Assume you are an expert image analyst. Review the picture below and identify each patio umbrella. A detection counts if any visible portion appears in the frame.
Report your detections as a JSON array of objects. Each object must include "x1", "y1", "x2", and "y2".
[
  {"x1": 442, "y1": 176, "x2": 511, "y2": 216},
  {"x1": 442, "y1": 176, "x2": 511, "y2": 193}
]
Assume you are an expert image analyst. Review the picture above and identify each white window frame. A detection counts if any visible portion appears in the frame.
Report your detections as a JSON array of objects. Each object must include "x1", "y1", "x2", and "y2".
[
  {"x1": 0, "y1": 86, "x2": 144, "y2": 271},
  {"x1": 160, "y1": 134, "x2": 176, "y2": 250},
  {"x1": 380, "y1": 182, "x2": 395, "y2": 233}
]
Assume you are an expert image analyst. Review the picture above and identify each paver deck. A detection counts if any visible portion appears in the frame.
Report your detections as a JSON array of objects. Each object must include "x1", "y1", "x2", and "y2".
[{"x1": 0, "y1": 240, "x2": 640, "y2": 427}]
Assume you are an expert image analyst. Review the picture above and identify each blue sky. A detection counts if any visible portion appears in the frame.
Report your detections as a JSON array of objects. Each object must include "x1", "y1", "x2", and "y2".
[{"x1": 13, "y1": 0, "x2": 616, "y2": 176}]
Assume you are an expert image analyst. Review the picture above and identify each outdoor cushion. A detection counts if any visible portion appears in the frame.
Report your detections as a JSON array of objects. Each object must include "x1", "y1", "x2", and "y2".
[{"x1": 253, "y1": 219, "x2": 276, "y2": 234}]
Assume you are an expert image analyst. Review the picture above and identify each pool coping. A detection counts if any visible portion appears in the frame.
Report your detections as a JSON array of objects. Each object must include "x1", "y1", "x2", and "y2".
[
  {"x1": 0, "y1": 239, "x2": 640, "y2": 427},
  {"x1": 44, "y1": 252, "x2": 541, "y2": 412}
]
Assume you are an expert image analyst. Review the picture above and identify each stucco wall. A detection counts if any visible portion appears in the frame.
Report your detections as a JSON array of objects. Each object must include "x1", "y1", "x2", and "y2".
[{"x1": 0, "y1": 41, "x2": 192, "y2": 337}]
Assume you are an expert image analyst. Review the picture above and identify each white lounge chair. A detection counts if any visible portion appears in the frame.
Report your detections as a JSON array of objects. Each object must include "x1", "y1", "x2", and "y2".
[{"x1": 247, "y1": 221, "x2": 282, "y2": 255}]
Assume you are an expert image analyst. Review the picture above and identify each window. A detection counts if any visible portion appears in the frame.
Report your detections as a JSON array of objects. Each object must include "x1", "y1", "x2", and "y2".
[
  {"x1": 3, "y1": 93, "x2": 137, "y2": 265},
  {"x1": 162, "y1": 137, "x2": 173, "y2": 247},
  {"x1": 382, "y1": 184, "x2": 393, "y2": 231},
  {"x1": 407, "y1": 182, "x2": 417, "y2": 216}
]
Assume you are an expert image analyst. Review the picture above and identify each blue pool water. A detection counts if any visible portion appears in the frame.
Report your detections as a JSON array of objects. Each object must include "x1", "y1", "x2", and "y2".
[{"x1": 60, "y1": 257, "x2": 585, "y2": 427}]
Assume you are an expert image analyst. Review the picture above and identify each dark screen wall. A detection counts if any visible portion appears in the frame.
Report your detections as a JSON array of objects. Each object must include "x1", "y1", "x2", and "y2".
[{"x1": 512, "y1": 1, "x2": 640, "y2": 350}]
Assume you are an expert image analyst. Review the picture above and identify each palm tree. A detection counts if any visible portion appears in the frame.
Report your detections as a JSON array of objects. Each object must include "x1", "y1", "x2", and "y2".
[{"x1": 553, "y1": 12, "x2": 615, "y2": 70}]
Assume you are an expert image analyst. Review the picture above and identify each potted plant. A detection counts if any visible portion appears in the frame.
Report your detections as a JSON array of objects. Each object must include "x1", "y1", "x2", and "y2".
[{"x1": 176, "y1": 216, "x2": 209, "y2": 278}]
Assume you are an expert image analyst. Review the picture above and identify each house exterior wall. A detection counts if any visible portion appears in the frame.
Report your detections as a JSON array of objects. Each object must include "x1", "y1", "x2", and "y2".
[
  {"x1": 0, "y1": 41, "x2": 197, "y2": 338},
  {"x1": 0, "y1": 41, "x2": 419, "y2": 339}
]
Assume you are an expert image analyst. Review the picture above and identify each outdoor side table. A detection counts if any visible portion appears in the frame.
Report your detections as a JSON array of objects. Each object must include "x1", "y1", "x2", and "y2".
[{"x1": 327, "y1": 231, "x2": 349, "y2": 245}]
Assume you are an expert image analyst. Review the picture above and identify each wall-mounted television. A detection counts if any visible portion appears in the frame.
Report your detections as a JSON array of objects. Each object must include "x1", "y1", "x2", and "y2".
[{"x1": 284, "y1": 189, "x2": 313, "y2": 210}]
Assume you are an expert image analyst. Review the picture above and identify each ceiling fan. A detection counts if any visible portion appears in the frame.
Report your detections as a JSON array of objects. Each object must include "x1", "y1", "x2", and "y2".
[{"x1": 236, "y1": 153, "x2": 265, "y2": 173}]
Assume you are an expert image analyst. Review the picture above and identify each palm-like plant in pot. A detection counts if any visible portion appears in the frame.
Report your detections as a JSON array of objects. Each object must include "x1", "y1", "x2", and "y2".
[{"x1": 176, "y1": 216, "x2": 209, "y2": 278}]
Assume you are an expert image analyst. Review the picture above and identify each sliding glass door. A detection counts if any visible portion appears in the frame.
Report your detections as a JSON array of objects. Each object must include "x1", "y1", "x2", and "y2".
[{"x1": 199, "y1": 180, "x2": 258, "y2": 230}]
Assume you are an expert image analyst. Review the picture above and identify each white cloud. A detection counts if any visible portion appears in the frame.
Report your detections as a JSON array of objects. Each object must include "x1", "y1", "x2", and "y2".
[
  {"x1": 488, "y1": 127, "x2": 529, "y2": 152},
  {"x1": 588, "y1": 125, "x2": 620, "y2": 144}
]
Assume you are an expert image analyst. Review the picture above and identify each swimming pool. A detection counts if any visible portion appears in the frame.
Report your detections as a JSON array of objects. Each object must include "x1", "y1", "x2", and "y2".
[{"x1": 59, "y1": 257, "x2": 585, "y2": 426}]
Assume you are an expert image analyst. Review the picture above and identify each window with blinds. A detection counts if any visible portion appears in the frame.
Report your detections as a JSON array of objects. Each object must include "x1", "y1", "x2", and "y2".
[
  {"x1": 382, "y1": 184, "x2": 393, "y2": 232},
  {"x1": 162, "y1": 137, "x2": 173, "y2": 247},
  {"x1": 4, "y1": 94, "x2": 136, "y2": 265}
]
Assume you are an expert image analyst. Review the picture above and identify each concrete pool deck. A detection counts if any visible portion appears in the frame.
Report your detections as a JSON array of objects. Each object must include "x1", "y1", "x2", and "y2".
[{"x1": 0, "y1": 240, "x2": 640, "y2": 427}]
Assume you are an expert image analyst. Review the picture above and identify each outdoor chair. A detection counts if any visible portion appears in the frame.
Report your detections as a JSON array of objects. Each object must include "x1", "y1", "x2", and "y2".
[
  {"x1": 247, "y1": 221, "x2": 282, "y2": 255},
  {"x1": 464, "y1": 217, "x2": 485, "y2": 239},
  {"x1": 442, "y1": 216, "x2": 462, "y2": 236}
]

-- -- --

**Problem to solve**
Copy out each line of the data above that contains the string "palm".

**Response below**
Assume you are an expert image analyst. Review the picture above and identify each palm tree. A detection counts if any visible portion appears in the frame.
Assume you are an expert image analyst. Review the picture above and identify each palm-like plant in pot. A detection counts if any visible portion appears in the frame.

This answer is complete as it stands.